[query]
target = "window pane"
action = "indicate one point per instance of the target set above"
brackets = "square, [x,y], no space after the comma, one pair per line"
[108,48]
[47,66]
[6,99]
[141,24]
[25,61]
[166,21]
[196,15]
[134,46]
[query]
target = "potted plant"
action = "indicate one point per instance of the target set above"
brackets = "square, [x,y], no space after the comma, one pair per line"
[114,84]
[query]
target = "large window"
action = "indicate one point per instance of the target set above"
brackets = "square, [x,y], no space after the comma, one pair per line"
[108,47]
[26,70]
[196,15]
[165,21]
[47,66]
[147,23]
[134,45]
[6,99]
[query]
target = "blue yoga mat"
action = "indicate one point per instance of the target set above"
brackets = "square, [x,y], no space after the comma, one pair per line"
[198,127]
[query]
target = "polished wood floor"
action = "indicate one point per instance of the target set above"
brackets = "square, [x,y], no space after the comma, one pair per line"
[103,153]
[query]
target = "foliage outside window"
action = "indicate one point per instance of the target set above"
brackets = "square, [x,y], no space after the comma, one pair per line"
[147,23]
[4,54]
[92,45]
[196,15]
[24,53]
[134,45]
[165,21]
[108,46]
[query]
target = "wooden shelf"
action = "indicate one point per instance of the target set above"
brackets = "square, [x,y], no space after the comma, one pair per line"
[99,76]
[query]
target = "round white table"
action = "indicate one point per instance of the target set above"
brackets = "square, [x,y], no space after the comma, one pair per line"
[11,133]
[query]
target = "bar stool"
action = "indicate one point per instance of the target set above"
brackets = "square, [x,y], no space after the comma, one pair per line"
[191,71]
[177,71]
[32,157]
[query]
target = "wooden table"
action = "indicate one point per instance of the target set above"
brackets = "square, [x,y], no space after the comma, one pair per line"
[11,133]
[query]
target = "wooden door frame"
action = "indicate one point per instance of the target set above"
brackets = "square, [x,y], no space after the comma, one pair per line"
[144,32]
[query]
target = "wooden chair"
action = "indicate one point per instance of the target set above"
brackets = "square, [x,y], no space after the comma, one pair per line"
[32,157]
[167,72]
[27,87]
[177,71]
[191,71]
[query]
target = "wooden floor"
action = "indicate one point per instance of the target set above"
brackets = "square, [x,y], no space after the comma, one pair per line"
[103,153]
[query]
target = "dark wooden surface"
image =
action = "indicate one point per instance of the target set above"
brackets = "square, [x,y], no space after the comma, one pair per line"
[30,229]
- - - - - - -
-- Written problem --
Write out all records exactly, keeping every detail.

-- Problem solution --
[query]
target = "window pane"
action = "indicate one point per instance of the target set above"
brackets = "square, [x,y], no space after the comma, one pair per line"
[108,48]
[47,66]
[6,99]
[141,24]
[25,61]
[166,21]
[196,15]
[134,46]
[query]
target = "potted plant"
action = "indicate one point per instance of the target set above"
brackets = "square, [x,y], no space after the comma, one pair per line"
[114,84]
[query]
target = "large window"
action = "indicate one point per instance of the target set above"
brackets = "square, [x,y], no space after the comma, one pair per line"
[108,47]
[26,70]
[196,15]
[165,21]
[47,66]
[147,23]
[134,45]
[6,99]
[query]
target = "blue yoga mat"
action = "indicate one point per instance of the target set above"
brackets = "square, [x,y], no space after the comma, one pair per line"
[198,127]
[query]
target = "polished wood floor"
action = "indicate one point per instance of the target set above"
brackets = "square, [x,y], no space after the comma, one pair per line"
[103,153]
[query]
target = "foliage outside window"
action = "indicate one point per instance of the target set above"
brackets = "square, [x,y], no space after the comma, one pair per line"
[147,23]
[4,54]
[92,45]
[196,15]
[24,53]
[134,45]
[165,21]
[108,46]
[query]
target = "wooden shelf"
action = "indicate one point per instance of the target set above"
brackets = "square, [x,y], no space after the comma, one pair per line"
[99,76]
[query]
target = "round white table"
action = "indicate one point per instance of the target set above"
brackets = "square, [x,y], no space after the comma, one pair per line"
[11,133]
[query]
target = "bar stool"
action = "indicate one point per instance of the target set above"
brackets = "square, [x,y], no space after the comma, one pair per line"
[191,71]
[177,71]
[32,157]
[query]
target = "wooden table"
action = "indicate one point per instance of the target set above"
brackets = "square, [x,y], no space after the comma, one pair per line"
[11,133]
[query]
target = "wooden door frame"
action = "indicate one point per instance of the target set above"
brackets = "square, [x,y], no space after the comma, one pair per line"
[144,32]
[query]
target = "wooden chair"
action = "indicate one point per instance of the target set above"
brackets = "square, [x,y], no space after the comma, one pair per line"
[32,157]
[167,72]
[27,87]
[177,71]
[191,71]
[query]
target = "wooden floor"
action = "indicate one point per instance of the target set above"
brackets = "square, [x,y], no space after the comma, one pair per line"
[103,153]
[query]
target = "dark wooden surface"
image =
action = "indicate one point per instance of the target set above"
brackets = "square, [x,y], no space after the comma, one pair per line"
[30,229]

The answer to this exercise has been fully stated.